The Floret does look lovely in that lighting!


----------



## NTT (Sep 10, 2020)

Here you go


----------



## CanIGetAOhYeah (9 mo ago)

UPDATE:

I have ordered Floret Silver with the 19” Wheels!

Thanks for all of your help and opinions! It really helped


----------



## KarlSwiss (11 mo ago)

CanIGetAOhYeah said:


> UPDATE:
> 
> I have ordered Floret Silver with the 19” Wheels!
> 
> Thanks for all of your help and opinions! It really help


Nice choice!
I own a 2016 Floret Silver. Its a nice compromise between light and dark colours. Also one of those colours for which photos don’t do justice.
Pics when you get it


----------



## CanIGetAOhYeah (9 mo ago)

KarlSwiss said:


> Nice choice!
> I own a 2016 Floret Silver. Its a nice compromise between light and dark colours. Also one of those colours for which photos don’t do justice.
> Pics when you get it


Thank you! I will definitely post some pictures when it arrives!


----------



## Navrig (Aug 15, 2021)

Blue. Not keen on white or black or silver.

Solar orange for me.


----------



## AlrightSally (Feb 12, 2020)

I think Navarra blue looks classy. White is a bit too common and you gotta keep it clean.
Best blue I've seen is Ara - pricey but looks fantastic, sparkly like a shiny football badge sticker!
Hopefully you keep your Silver clean...


----------



## kevin#34 (Jan 8, 2019)

congrats!! 🆒 



CanIGetAOhYeah said:


> UPDATE:
> 
> I have ordered Floret Silver with the 19” Wheels!
> 
> Thanks for all of your help and opinions! It really help


----------



## Gizmo68 (Feb 26, 2012)

AlrightSally said:


> Hopefully you keep your Silver clean...


Silver is actually one of the easiest colours to keep looking clean, even when it's quite grubby it still looks clean.


----------



## Nobbyk (Jun 29, 2021)

No takers for our Viper Green then?


----------
+--
◆ What to work on ◆
1. In the forum thread, what year and color is the car that KarlSwiss says he owns?
2. Update everything in the forum thread from "## Gizmo68 (Feb" down to "still looks clean." by replacing "grubby" with "dirty".

◆ Extracted data ◆
+--
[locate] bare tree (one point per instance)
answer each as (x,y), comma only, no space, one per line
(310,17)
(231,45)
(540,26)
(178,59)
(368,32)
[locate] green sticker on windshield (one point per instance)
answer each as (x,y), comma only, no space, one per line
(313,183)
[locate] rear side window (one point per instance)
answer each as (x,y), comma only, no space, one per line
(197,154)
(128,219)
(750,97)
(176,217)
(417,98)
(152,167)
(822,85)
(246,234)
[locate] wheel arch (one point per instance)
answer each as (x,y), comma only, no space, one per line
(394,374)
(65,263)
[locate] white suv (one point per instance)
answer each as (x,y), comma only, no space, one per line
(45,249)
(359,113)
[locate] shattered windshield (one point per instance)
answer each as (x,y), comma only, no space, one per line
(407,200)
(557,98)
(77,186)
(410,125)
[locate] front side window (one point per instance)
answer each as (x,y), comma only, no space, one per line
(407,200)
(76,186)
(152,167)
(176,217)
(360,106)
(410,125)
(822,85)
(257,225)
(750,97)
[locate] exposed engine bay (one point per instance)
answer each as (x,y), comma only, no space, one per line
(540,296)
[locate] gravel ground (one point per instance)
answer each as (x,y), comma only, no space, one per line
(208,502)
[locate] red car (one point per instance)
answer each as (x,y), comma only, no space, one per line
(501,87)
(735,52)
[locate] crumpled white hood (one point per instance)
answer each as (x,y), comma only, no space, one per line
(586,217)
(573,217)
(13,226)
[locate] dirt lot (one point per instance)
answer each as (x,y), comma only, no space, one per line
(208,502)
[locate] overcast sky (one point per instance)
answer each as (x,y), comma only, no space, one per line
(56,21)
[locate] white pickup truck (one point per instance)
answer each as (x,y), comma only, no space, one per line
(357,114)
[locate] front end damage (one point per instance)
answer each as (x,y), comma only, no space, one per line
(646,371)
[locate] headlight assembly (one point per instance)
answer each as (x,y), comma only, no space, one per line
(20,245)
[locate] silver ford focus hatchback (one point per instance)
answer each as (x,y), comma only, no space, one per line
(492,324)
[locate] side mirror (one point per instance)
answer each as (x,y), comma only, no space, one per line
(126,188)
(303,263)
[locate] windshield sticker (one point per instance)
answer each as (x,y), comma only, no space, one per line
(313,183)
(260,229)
+--
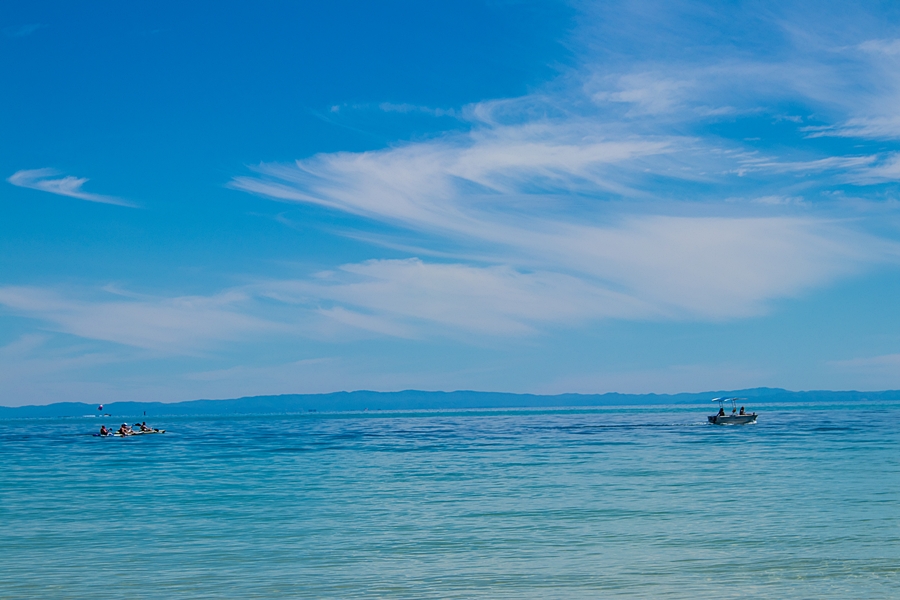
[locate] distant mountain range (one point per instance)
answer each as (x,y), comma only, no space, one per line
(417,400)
+--
◆ Exercise responses ◆
1. A 2016 Floret Silver.

2.
## Gizmo68 (Feb 26, 2012)

AlrightSally said:


> Hopefully you keep your Silver clean...


Silver is actually one of the easiest colours to keep looking clean, even when it's quite dirty it still looks clean.